Challenges:
[1] Do the statements below agree with the text about the Personal Structures exhibition? Answer each one yes or no, and quote the words from the text that decide it. (a) Trung was a founding member of the Young Artists Association. (b) Son's Nostalgia is made up of eight objects. (c) The essay "Time. Space. Existence" was written by Peter Lodermeyer.
[2] Write out part of the text about the Personal Structures exhibition, swapping "forum" for "space". Begin at the words "As an exhibition" and stop after "contemporary art practices.".

Text block:
==================================================

As an exhibition platform, Personal Structures eliminates the linear and ideological notion of history and art development. In so doing, it becomes an open forum for artists and art works to interface. The Venice Biennale context, on the other hand, is still one that is predicated on national representation/pavilion, signaling the reality that only one extraordinary international exposition of art will perpetually be that pedestal where nations would parade. Appended to Personal Structures, the Vietnam artist group is lightly national, and the works and contexts quickly point the visitors to the diversity within Vietnamese contemporary art practices.
The full title of Personal Structures is Personal Structures: Time, Space, Existence, the explication on which was developed in the essay “Time. Space. Existence” by Peter Lodermeyer (2009). Time is also a central concern for the Vietnamese artists. For Trung, time relays through distances, and the “images from the past”, having taken a great length of time in crystallization, culminated in his abstract works. Lodermeyer relates Heidegger’s “time is Dasein… Dasein always is in the manner of its possible temporal being… Dasein is its past, it is its possibility in running ahead to this past.” These lines may also be invoked to explain Trung’s painting practices. Indeed, as expounded by Lodermeyer, time as duration is understood as a temporality that is subjective. The title of Trung’s MA 1 (2015, acrylic on canvas) refers to the images that look like the alphabets M and A, while a variety of brush and gestural strokes, and blocks, lines and drips point to a temporality of being. To locate Trung’s MA 1 in the broader context of his oeuvre, time as a theme is key. In his earlier figurative works, the present (the “instantaneous” as the artist has it) is anchored in the figurative, while the painterly and compositional, or formal elements, pointed towards his life-long project of abstract works, understood in their gestation over longue durée.
There is also time as in art history. The cross references of the artists in this exhibition points to the prominent role of Trung as a mentor, to a geography much larger than Ho Chi Minh City. Trung was a founding member of the Young Artists Association, a vanguard art group in Saigon active from 1966 up to the Reunification. In The Light (2016, lamp, stretched canvas, acrylic), Trung does not purposefully looks for objects for incorporation into his works, but rather these objects are there and have been under consideration, so to speak, for the longest time as the artist traverses through a temporality of time but materially and geographically narrowed within the discipline of the studio and vicinity. Sculptural works form a continuum to the paintings, “when painting is not enough” as Trung has it, framed within the same temporality of being. A different concern for time is seen in Son’s Nostalgia (2017, epoxy, acrylic, ink, aluminum and steel). The six objects are one work, but each is also a stand-alone, like duration and moments. “The invisible hand represents time”. The large metal spoon was an architype for scoop, used all over Northern Vietnam in every single meal. The invisible hand and the metal spoon are universal, the omnipresence of time as a frame within which human actions and emotions unfolded.

==================================================

Provided information:
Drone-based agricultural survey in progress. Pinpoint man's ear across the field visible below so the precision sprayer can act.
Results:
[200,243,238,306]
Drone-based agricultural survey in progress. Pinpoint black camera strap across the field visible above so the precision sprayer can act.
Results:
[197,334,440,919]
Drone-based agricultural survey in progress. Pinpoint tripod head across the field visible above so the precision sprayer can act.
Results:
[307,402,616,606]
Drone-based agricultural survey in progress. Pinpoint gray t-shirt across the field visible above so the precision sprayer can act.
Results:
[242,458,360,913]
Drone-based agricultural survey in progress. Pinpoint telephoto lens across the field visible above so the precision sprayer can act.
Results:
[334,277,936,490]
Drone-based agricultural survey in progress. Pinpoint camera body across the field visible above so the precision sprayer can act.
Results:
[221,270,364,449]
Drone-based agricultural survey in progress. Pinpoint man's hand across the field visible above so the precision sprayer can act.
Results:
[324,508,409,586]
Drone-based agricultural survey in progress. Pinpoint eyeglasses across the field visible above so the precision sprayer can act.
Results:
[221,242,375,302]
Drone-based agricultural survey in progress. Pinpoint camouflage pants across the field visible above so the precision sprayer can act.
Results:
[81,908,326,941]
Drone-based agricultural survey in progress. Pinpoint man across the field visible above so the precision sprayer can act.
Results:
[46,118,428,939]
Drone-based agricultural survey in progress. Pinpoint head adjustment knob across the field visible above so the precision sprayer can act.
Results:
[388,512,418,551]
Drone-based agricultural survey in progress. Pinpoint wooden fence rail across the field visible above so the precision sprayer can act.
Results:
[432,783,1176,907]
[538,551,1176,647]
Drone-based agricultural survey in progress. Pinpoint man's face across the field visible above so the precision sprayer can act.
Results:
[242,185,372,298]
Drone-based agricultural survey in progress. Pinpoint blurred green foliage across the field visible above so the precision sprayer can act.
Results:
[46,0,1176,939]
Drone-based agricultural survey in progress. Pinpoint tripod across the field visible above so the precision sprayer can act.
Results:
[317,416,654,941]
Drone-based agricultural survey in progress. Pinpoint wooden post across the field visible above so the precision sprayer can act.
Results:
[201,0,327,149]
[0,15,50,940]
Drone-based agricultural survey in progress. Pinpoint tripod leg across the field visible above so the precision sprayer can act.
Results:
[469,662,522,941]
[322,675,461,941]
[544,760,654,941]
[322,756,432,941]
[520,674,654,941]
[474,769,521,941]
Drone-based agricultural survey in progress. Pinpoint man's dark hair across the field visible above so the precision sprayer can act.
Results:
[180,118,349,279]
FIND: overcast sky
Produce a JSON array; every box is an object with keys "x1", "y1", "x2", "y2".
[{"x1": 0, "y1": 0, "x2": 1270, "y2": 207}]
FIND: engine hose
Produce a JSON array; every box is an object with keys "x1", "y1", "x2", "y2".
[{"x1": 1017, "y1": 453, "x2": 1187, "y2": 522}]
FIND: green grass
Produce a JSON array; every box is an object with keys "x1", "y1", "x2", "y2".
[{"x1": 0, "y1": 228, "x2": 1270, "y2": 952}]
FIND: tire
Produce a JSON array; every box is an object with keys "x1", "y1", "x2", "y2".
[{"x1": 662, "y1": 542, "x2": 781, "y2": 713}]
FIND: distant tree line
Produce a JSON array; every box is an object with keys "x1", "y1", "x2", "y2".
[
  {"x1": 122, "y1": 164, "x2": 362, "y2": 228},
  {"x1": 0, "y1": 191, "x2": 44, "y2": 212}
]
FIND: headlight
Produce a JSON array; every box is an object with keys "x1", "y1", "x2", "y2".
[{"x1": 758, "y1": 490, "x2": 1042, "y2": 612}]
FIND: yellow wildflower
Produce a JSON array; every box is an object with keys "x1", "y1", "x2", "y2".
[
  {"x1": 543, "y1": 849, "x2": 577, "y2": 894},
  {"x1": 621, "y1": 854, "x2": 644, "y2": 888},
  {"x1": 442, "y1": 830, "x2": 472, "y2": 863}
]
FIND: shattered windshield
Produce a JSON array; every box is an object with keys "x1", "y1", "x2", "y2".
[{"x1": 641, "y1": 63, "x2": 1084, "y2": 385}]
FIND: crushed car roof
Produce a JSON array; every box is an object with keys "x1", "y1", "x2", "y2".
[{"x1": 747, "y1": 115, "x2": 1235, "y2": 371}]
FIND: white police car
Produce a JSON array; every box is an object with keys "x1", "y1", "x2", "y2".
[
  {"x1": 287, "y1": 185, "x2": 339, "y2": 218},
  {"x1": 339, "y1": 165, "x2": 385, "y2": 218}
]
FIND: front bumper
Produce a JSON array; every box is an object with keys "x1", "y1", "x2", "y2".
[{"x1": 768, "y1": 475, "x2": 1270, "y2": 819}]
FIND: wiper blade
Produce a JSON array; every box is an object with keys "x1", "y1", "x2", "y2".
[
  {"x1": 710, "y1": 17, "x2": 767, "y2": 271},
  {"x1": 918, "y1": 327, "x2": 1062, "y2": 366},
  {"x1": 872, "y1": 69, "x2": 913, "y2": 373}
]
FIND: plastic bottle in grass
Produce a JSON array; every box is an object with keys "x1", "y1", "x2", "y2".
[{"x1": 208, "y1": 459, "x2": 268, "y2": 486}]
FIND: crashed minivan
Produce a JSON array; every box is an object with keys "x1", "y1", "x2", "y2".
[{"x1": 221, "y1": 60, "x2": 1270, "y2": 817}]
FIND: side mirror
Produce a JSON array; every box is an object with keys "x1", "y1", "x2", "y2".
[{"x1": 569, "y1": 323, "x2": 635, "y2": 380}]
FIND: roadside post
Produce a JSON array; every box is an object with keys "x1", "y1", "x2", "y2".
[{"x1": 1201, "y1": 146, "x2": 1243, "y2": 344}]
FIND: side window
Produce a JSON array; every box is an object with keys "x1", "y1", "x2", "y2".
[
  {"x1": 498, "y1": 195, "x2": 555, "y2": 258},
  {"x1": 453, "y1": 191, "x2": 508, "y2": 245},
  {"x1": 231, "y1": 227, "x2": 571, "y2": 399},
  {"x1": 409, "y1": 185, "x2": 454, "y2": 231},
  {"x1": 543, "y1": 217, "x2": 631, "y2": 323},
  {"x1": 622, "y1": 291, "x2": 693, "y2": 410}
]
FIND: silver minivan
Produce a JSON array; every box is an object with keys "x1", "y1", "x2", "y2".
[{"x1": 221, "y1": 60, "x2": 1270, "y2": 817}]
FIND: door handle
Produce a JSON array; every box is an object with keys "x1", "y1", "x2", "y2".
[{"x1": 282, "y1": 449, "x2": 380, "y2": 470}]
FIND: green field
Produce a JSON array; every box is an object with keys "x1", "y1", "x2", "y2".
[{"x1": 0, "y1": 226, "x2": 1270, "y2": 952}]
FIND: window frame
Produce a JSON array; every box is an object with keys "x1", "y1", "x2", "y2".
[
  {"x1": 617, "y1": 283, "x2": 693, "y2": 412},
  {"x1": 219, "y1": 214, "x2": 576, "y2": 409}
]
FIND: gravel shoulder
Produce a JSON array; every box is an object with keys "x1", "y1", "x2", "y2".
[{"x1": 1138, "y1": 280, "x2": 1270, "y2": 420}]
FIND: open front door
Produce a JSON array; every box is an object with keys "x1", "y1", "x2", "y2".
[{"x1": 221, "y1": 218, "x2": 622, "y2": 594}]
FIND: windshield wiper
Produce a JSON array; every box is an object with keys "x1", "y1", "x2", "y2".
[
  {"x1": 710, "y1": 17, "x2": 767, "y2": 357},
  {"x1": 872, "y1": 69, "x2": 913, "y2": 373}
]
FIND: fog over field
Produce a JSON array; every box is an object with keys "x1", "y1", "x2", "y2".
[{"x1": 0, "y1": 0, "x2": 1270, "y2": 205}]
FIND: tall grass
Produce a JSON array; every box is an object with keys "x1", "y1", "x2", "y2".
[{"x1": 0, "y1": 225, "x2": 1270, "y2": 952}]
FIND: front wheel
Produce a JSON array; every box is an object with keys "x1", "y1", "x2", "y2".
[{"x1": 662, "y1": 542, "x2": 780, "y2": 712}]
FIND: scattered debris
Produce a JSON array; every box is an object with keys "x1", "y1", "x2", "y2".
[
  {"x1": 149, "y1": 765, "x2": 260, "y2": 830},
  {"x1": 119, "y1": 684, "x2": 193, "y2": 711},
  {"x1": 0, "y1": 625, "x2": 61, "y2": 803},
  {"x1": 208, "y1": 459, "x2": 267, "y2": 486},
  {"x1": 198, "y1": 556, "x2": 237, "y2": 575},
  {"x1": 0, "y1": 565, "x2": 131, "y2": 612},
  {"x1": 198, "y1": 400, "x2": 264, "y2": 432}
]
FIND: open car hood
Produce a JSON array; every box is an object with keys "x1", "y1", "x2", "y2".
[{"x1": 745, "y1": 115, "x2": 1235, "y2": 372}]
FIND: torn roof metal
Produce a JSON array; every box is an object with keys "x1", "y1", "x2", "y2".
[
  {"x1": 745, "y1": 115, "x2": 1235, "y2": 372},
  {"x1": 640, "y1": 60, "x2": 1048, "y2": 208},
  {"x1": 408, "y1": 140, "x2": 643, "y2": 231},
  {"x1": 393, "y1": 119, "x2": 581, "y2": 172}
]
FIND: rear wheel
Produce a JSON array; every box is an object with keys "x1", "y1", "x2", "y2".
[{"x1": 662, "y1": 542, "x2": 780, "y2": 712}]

==================================================

Exercise answers:
[1]
(a) Yes: "Trung was a founding member of the Young Artists Association"
(b) No: "The six objects are one work"
(c) Yes: "the essay “Time. Space. Existence” by Peter Lodermeyer (2009)"

[2]
As an exhibition platform, Personal Structures eliminates the linear and ideological notion of history and art development. In so doing, it becomes an open space for artists and art works to interface. The Venice Biennale context, on the other hand, is still one that is predicated on national representation/pavilion, signaling the reality that only one extraordinary international exposition of art will perpetually be that pedestal where nations would parade. Appended to Personal Structures, the Vietnam artist group is lightly national, and the works and contexts quickly point the visitors to the diversity within Vietnamese contemporary art practices.